▶ What the exercise asks:
Pictures stay out; everything else in the records below is copied exactly.

▶ Data rows:
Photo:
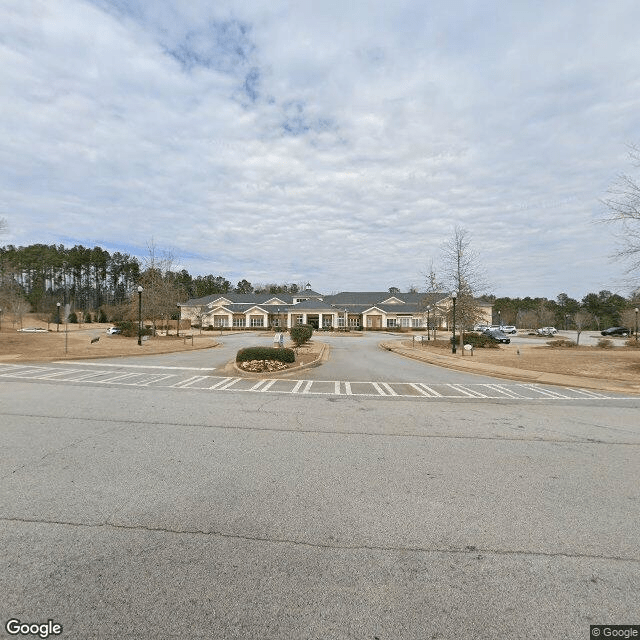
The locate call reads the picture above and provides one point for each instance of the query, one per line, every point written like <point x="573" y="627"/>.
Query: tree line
<point x="95" y="282"/>
<point x="92" y="282"/>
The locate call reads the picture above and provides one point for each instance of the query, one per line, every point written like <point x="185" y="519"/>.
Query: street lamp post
<point x="140" y="290"/>
<point x="454" y="295"/>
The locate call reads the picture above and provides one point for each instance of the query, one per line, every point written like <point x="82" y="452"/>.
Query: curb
<point x="511" y="373"/>
<point x="323" y="356"/>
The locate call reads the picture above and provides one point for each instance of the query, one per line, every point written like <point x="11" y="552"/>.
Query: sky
<point x="335" y="143"/>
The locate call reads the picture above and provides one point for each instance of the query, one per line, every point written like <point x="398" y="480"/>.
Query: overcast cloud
<point x="336" y="143"/>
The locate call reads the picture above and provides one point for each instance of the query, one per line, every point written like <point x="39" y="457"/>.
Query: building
<point x="356" y="310"/>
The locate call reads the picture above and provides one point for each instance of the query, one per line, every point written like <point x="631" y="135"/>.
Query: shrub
<point x="300" y="333"/>
<point x="476" y="340"/>
<point x="265" y="353"/>
<point x="562" y="343"/>
<point x="130" y="329"/>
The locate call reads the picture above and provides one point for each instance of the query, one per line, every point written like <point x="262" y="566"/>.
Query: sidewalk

▶ Task solution:
Photo:
The locate call reads the picture above and provides one point for each instance of the query, one per line, every point written like <point x="573" y="627"/>.
Query: tree line
<point x="95" y="282"/>
<point x="92" y="282"/>
The locate call reads the picture above and provides one point for each instance of the query, one per line, every point written like <point x="185" y="519"/>.
Query: street lamp post
<point x="140" y="290"/>
<point x="454" y="295"/>
The locate call reads the picture above and provides one point for each instance of the query, one per line, every point written like <point x="82" y="452"/>.
Query: curb
<point x="511" y="373"/>
<point x="323" y="356"/>
The locate call reads the picture above and provides one point for each instance of the query, one per line, every point written like <point x="11" y="552"/>.
Query: sky
<point x="335" y="143"/>
The locate call reads the picture above and provides one point for each instance of the query, one per line, every point written like <point x="398" y="480"/>.
Query: overcast cloud
<point x="336" y="143"/>
The locate call reads the picture above and provides one point for each instance of the query, one per line, every point written like <point x="39" y="457"/>.
Query: building
<point x="356" y="310"/>
The locate call reads the picture above and provides one point for each instance of the query, one per line, every point written like <point x="631" y="135"/>.
Query: shrub
<point x="300" y="333"/>
<point x="476" y="340"/>
<point x="265" y="353"/>
<point x="562" y="343"/>
<point x="130" y="329"/>
The locate call reads the picture above and provides one point for each instance of the query, one per line, every point written like <point x="262" y="566"/>.
Query: sidewalk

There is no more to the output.